◆ **Requisitos de la tarea**:
a) Di si cada afirmación concuerda con el texto sobre Inés, con un sí o un no y la cita literal que lo decide: (i) Inés fue a terapia porque no sabía cómo complacer a su pareja; (ii) la relación duró más de diez años; (iii) Inés siguió asistiendo a sus clases de baile.
b) Resume en dos oraciones el texto sobre Inés.
c) Según el texto sobre Inés, ¿cuánto tiempo duró aproximadamente su relación?

====== Sección del documento ======

Inés acudió a terapia porque decía no saber cómo complacer a su Don Juan. Su sufrimiento era enorme y sus síntomas depresivos.
Hiciera lo que hiciera parecía no satisfacerlo. A lo largo de los casi ocho años de relación (con algún descanso forzoso a voluntad de él), Inés había destinado su vida a consagrarlo. Su dedicación era absoluta, habiendo llegado a esa devoción sin darse cuenta, poco a poco, sacrificando día a día una porción de su libertad.
Dejó de frecuentar a sus amigas, de las que se fue apartando paulatinamente, al principio llena de razones y al final cargada de excusas. Luego dejó de ir a sus clases de baile, a sus paseos por la playa, y a todo aquello que no lo implicara a él.

====== Líneas proporcionadas ======

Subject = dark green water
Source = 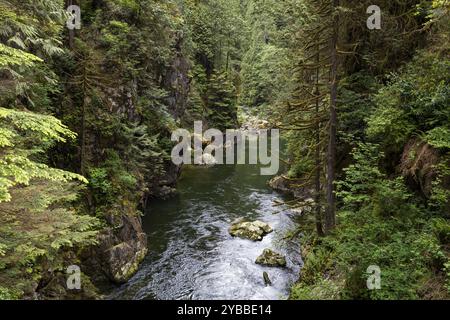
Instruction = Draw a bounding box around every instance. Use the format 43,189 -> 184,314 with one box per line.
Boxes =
111,161 -> 301,299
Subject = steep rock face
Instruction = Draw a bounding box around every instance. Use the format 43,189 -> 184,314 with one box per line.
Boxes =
82,214 -> 147,283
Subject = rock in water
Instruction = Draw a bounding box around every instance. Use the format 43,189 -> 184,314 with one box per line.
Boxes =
263,271 -> 272,287
228,219 -> 273,241
256,249 -> 286,267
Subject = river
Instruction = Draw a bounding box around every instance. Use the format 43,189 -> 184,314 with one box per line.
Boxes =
110,154 -> 301,300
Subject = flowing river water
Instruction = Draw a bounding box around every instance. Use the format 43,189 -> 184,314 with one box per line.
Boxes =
110,150 -> 302,300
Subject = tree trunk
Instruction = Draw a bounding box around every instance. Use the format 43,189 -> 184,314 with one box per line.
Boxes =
325,0 -> 339,233
314,41 -> 324,237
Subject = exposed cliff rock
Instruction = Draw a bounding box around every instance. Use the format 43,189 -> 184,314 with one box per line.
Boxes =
82,214 -> 147,283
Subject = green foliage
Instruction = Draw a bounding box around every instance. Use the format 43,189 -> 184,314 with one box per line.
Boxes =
367,52 -> 450,152
207,73 -> 237,131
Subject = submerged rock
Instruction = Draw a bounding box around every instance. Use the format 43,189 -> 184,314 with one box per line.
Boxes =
256,249 -> 286,267
263,271 -> 272,287
228,219 -> 273,241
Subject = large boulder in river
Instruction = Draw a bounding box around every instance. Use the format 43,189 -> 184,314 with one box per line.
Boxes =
255,249 -> 286,267
228,220 -> 273,241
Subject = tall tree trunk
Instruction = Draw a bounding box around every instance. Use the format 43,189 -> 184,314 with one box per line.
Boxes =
66,0 -> 75,50
325,0 -> 339,233
314,40 -> 324,237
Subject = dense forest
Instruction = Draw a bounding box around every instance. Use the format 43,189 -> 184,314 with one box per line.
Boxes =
0,0 -> 450,299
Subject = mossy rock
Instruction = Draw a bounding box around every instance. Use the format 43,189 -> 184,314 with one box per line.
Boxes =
228,220 -> 273,241
255,249 -> 286,267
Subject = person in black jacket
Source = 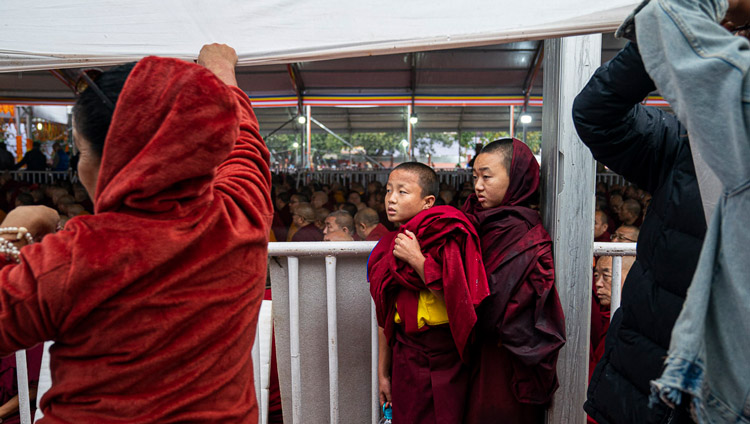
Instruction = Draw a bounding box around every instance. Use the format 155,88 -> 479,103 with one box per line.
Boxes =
573,44 -> 706,424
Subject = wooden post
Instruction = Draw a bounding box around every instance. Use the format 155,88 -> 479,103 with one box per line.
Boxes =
541,34 -> 602,424
406,105 -> 414,161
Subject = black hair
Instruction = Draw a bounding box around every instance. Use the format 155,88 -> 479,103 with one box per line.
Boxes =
479,138 -> 513,174
73,62 -> 137,156
391,162 -> 440,199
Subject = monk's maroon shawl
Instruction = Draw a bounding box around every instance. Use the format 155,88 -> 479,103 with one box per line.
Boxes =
367,206 -> 489,360
463,139 -> 565,404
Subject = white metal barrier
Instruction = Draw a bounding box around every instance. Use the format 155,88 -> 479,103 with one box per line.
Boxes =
596,172 -> 628,187
11,242 -> 636,424
7,170 -> 78,184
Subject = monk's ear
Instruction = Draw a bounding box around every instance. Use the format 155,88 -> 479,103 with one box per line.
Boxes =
422,195 -> 435,210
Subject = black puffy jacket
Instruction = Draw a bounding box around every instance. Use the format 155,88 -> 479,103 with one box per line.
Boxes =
573,44 -> 706,424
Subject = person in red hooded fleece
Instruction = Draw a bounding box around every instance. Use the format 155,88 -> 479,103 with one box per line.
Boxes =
463,138 -> 565,424
367,162 -> 489,424
0,45 -> 273,424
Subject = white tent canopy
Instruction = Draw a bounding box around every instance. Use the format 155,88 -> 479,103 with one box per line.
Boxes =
0,0 -> 638,72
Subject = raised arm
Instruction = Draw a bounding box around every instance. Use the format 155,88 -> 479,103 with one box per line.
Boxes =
573,44 -> 687,192
198,44 -> 273,232
636,0 -> 750,190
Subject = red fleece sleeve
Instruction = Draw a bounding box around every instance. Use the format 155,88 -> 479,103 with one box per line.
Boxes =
216,87 -> 273,233
0,239 -> 70,356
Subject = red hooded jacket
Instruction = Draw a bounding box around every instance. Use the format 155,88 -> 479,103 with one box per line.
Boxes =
0,57 -> 273,424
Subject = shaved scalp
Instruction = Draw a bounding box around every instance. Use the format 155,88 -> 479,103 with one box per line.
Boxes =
391,162 -> 440,199
479,138 -> 513,173
354,208 -> 380,228
622,199 -> 641,216
328,210 -> 354,234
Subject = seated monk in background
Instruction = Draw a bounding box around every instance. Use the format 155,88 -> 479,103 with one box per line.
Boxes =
323,210 -> 355,241
367,162 -> 489,424
463,139 -> 565,424
354,208 -> 390,241
292,203 -> 323,241
323,230 -> 354,241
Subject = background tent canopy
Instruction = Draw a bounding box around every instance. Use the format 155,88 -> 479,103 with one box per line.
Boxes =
0,0 -> 638,72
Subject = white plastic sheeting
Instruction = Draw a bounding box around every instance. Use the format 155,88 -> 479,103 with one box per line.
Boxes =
0,0 -> 638,72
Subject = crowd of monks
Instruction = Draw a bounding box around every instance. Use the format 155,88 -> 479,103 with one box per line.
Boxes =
271,144 -> 651,423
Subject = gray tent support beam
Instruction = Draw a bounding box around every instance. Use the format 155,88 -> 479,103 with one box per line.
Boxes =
310,117 -> 383,168
541,34 -> 602,424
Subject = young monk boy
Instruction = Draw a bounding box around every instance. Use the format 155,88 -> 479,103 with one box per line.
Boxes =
463,138 -> 565,424
368,162 -> 489,424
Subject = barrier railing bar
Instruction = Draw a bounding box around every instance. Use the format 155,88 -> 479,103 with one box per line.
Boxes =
16,350 -> 31,424
287,256 -> 302,424
268,241 -> 378,256
609,256 -> 622,321
326,256 -> 339,424
594,242 -> 636,256
252,328 -> 265,423
370,301 -> 380,424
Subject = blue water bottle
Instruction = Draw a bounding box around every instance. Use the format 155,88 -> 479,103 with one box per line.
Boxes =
379,403 -> 393,424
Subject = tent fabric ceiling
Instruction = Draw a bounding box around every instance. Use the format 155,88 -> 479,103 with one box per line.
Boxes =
0,0 -> 638,71
0,35 -> 623,134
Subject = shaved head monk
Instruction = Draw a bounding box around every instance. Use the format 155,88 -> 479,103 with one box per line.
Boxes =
292,203 -> 323,241
354,208 -> 389,241
323,210 -> 354,238
462,138 -> 565,424
367,162 -> 489,424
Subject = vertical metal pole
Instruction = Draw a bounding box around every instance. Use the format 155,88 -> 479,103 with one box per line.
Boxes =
305,106 -> 313,170
370,301 -> 380,424
15,106 -> 25,162
287,256 -> 302,424
252,325 -> 266,423
16,350 -> 31,424
326,256 -> 339,424
406,105 -> 414,160
541,34 -> 602,424
609,256 -> 622,321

======

◆ **Conjunto de respuestas**:
a)
(i) Sí: "Inés acudió a terapia porque decía no saber cómo complacer a su Don Juan."
(ii) No: "A lo largo de los casi ocho años de relación"
(iii) No: "Luego dejó de ir a sus clases de baile"

b) Inés acudió a terapia con un gran sufrimiento y síntomas depresivos porque no sabía cómo complacer a su pareja, a quien nada parecía satisfacer. Durante casi ocho años de relación le consagró su vida y poco a poco sacrificó su libertad: se apartó de sus amigas y dejó sus clases de baile, sus paseos por la playa y todo lo que no lo implicara a él.

c) Casi ocho años.